:: Soal Latihan ::
Tulis lagi bagian tulisan tentang penjual barang bekas ini, mulai dari "Penggemar musik juga" dan terus sampai "saya dalam hati.", tapi tukar kata "merek" dengan "brand".

:: Kutipan Tulisan ::
****
Saya memang pernah mendengar beberapa nama pesohor yang punya hobi mencari barang bekas, utamanya barang bekas yang sudah tergolong klasik. Setahu saya beberapa pemusik memang suka tampil dengan mode pakaian klasik.

Penggemar musik juga rupanya jadi target pasar Capling. Sudah beberapa kali dia berhasil menjual kaos resmi band-band terkenal dari luar negeri ke para penggemar beratnya. Semakin terkenal dan tua si band, semakin mahal harga kaosnya. Capling menunjukkan foto kaos bertuliskan Slayer dan Megadeth yang katanya laku dijual seharga Rp. 900rb per lembar.

“Dari mana kita tahu itu semua nama-nama band sama nama merek?” Saya penasaran karena sepanjang obrolan dia terus saja menyebut nama band dan nama merek yang kadang terasa asing di telinga saya.

“Dari Google ji. Rajinka browsing-browsing, cari tahu.” Jawabnya. Luar biasa juga, pikir saya dalam hati.

Lelaki ini punya urat bisnis yang bagus, selain pandai melihat peluang dia juga punya semangat menambah wawasan. Menjaga kepercayaanpun dipercayainya sebagai salah satu modal kuat untuk terus bertahan di bisnis yang menjanjikan ini.

“Ada juga anak-anak yang nakal, dia bilang barangnya bagus tapi ternyata robek. Atau orang sudah bayar, dia ndak kirim barangnya.” Ucapnya. “Kalau ada yang tipuki, carima. Anak-anak di siniji itu.” Sambungnya lagi menutup pembicaraan kami.
****
:: Kumpulan Data ::

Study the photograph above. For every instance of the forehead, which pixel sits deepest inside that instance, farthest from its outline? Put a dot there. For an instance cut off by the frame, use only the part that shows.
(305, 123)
****
:: Jawaban Latihan ::
Penggemar musik juga rupanya jadi target pasar Capling. Sudah beberapa kali dia berhasil menjual kaos resmi band-band terkenal dari luar negeri ke para penggemar beratnya. Semakin terkenal dan tua si band, semakin mahal harga kaosnya. Capling menunjukkan foto kaos bertuliskan Slayer dan Megadeth yang katanya laku dijual seharga Rp. 900rb per lembar.

“Dari mana kita tahu itu semua nama-nama band sama nama brand?” Saya penasaran karena sepanjang obrolan dia terus saja menyebut nama band dan nama brand yang kadang terasa asing di telinga saya.

“Dari Google ji. Rajinka browsing-browsing, cari tahu.” Jawabnya. Luar biasa juga, pikir saya dalam hati.